• [Exercise prompt] Pick out every line in the records below that contains the word "mirror", and copy each one.

• [Saved data entries]
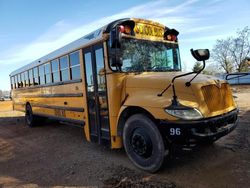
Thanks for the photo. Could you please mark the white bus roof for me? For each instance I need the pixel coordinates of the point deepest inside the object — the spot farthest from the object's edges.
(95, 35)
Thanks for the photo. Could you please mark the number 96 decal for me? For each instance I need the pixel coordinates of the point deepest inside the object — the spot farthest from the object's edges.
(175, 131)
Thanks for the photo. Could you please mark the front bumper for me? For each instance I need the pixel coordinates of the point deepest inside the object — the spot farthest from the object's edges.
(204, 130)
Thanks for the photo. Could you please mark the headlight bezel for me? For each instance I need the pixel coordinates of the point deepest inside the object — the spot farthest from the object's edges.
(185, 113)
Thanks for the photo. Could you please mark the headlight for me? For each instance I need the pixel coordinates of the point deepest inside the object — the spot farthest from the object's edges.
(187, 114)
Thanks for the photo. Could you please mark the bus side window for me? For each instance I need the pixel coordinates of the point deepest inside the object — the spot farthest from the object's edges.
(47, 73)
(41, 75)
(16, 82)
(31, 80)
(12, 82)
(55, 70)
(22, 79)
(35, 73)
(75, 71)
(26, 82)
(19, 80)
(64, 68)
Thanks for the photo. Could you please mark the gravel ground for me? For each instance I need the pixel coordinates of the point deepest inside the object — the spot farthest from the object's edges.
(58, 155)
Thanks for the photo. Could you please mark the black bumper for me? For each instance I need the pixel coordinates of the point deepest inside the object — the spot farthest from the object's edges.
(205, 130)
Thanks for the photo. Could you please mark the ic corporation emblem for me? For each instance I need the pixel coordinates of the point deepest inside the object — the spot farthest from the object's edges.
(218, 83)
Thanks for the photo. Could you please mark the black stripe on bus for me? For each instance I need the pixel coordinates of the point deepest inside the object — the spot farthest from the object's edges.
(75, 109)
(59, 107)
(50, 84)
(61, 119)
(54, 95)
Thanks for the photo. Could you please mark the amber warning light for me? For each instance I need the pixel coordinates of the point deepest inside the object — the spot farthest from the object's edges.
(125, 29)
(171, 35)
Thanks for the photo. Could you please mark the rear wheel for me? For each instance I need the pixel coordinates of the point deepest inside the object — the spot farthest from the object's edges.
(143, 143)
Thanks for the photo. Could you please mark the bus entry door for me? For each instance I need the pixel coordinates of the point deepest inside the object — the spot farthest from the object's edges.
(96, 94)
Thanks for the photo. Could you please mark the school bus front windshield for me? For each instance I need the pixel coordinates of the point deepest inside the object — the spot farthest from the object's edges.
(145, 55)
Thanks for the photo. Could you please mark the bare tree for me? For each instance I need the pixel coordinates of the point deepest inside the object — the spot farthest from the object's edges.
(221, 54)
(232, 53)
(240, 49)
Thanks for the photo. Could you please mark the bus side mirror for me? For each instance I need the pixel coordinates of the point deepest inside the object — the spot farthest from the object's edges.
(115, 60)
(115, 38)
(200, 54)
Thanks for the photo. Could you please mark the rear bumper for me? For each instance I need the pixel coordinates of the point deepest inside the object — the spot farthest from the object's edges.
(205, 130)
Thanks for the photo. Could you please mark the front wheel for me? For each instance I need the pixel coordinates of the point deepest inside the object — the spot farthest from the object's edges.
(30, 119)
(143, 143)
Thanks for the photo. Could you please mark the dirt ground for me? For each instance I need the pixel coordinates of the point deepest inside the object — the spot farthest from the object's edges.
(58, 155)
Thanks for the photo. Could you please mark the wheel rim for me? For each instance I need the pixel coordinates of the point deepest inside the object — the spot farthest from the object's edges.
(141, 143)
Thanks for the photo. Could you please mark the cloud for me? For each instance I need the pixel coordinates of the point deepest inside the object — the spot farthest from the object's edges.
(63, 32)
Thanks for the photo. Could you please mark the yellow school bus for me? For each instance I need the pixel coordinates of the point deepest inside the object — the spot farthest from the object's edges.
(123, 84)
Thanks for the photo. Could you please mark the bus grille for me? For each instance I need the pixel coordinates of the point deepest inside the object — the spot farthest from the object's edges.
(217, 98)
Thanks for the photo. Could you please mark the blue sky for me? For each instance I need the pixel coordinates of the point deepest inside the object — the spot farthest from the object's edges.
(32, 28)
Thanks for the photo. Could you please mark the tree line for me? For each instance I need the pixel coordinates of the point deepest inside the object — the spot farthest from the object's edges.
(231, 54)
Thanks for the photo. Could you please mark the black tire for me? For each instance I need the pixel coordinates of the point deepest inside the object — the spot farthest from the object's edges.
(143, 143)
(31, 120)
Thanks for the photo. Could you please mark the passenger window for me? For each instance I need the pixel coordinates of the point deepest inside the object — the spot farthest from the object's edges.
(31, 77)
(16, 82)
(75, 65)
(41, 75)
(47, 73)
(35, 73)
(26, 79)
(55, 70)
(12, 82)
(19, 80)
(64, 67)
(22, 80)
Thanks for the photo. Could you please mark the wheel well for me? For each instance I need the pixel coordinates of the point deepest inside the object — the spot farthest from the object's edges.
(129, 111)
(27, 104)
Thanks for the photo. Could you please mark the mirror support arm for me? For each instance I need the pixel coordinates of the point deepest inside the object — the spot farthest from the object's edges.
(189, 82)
...
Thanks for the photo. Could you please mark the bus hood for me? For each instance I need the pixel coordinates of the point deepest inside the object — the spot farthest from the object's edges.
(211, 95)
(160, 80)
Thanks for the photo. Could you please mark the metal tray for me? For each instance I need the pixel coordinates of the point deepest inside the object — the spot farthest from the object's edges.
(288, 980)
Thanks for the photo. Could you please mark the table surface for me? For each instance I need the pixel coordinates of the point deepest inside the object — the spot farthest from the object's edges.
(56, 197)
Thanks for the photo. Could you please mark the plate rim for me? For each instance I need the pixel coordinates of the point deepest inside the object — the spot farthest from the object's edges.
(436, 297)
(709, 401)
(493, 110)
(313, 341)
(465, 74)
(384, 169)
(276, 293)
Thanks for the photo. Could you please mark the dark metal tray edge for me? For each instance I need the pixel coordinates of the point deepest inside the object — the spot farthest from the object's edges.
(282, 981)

• [Complete output]
Thanks for the photo. Could you please mark the bus side mirror for me? For each instance I need the pixel coordinates of the point deepest inside the object — the spot farthest from the object's edges.
Thanks for the photo. Could you please mark the mirror support arm for me? For each instance I need the pixel coordinates of the point deepest inside the object — the spot farthest from the object's edges.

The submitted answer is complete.